Extrait du document –
* * *

Les associations de défense des droits des femmes, et la presse indienne estiment que la misogynie continue de régner en maître dans une société dominée par les hommes et que le pays tarde à prendre la mesure de l'ampleur des agressions et viols, dont le nombre a plus que doublé entre 1990 et 2008. "Nos rues reflètent une misogynie extrême", résume Brinda Karat, une parlementaire membre du parti communiste. "Les femmes sont tout le temps traitées comme des objets, harcelées ou abusées sexuellement mais personne ne réagit".
Selon les données du Bureau national du crime, sur les 256.329 crimes violents recensés l'an dernier, 228.650 d'entre eux visaient des femmes, avec un taux de condamnation pour viol de 26%.

Les militants soulignent que ces chiffres sont une conséquence directe de l'échec des autorités à lutter contre une culture où le harcèlement sexuel est souvent considéré comme un jeu ne prêtant pas à conséquence. L'expression populaire utilisée en Inde pour évoquer harcèlements et agressions, "Taquiner Eve" - en référence à la nature tentatrice de la première femme selon l'histoire biblique des origines - souligne à quel point la société ne prend pas en compte le préjudice subi par les victimes.

* * *

Données sources –
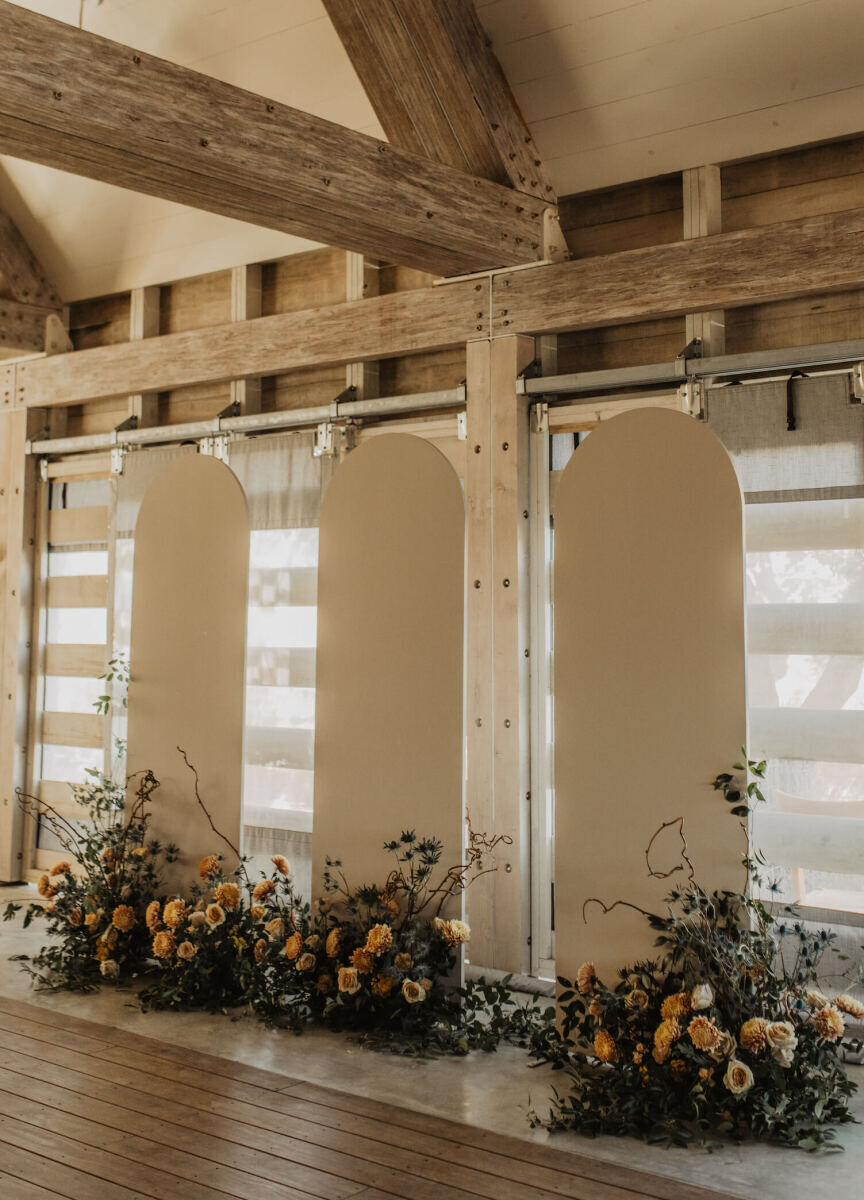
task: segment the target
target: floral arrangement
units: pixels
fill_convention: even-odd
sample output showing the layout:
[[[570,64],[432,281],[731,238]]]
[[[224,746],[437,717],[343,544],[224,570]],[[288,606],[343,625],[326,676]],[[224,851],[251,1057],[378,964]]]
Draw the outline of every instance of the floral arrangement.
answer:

* * *

Consigne –
Recopiez mot pour mot le passage de l'extrait sur les violences faites aux femmes en Inde, depuis « Les militants soulignent » jusqu'à « par les victimes. » inclus.

Réponse –
Les militants soulignent que ces chiffres sont une conséquence directe de l'échec des autorités à lutter contre une culture où le harcèlement sexuel est souvent considéré comme un jeu ne prêtant pas à conséquence. L'expression populaire utilisée en Inde pour évoquer harcèlements et agressions, "Taquiner Eve" - en référence à la nature tentatrice de la première femme selon l'histoire biblique des origines - souligne à quel point la société ne prend pas en compte le préjudice subi par les victimes.